>> START

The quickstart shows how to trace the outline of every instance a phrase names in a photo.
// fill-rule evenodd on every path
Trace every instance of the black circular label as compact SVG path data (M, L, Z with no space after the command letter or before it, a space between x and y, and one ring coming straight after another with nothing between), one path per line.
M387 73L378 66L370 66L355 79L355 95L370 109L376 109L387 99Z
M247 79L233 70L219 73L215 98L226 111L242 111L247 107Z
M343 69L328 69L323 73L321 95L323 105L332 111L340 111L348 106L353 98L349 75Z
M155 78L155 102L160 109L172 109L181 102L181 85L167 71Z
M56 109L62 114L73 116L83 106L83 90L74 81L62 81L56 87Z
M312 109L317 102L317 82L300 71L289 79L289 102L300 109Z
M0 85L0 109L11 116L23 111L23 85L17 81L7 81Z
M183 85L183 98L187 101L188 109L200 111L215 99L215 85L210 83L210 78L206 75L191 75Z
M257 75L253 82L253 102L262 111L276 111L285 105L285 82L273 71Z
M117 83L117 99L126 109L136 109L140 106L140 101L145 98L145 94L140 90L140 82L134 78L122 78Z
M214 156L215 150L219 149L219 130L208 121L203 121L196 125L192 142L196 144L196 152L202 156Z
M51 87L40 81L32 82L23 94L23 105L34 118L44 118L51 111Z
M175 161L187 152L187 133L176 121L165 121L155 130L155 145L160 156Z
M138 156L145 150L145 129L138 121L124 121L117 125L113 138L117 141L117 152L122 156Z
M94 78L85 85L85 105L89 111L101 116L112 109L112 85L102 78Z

>> END

Given instruction -
Rewrite all of the lines above as a JSON list of strings, with one string per line and blank lines omitted.

Response to the task -
[
  "The quickstart shows how to trace the outline of every instance a phrase names in a photo.",
  "// fill-rule evenodd on every path",
  "Trace every instance of the black circular label as compact SVG path data (M, L, Z with no space after the command letter or before it, a space between x and y, and one ring coming straight after another with nothing between), one path per line.",
  "M387 73L378 66L370 66L355 79L355 95L370 109L376 109L387 99Z",
  "M247 79L233 70L219 73L215 98L226 111L242 111L247 107Z",
  "M343 69L328 69L323 73L321 95L323 105L332 111L340 111L348 106L353 98L349 75Z",
  "M155 78L155 102L160 109L172 109L181 102L181 85L167 71Z",
  "M56 109L62 114L73 116L83 106L83 90L74 81L62 81L56 87Z",
  "M312 109L317 102L317 82L300 71L289 79L289 102L300 109Z",
  "M0 85L0 109L11 116L23 111L23 85L17 81L7 81Z",
  "M183 85L183 98L187 101L188 109L200 111L215 99L215 85L210 83L210 78L206 75L191 75Z",
  "M257 75L253 82L253 102L262 111L276 111L285 105L285 82L273 71Z",
  "M117 83L117 99L126 109L136 109L140 106L140 101L145 98L145 94L140 90L140 82L134 78L122 78Z",
  "M214 156L215 150L219 149L219 130L208 121L203 121L196 125L192 142L196 144L196 152L202 156Z",
  "M51 87L40 81L32 82L23 94L23 105L34 118L44 118L51 111Z",
  "M175 161L187 152L187 133L176 121L165 121L155 130L155 145L160 156Z",
  "M138 156L145 150L145 129L138 121L124 121L117 125L113 138L117 141L117 152L122 156Z",
  "M94 78L85 85L85 105L89 111L101 116L112 109L112 85L102 78Z"
]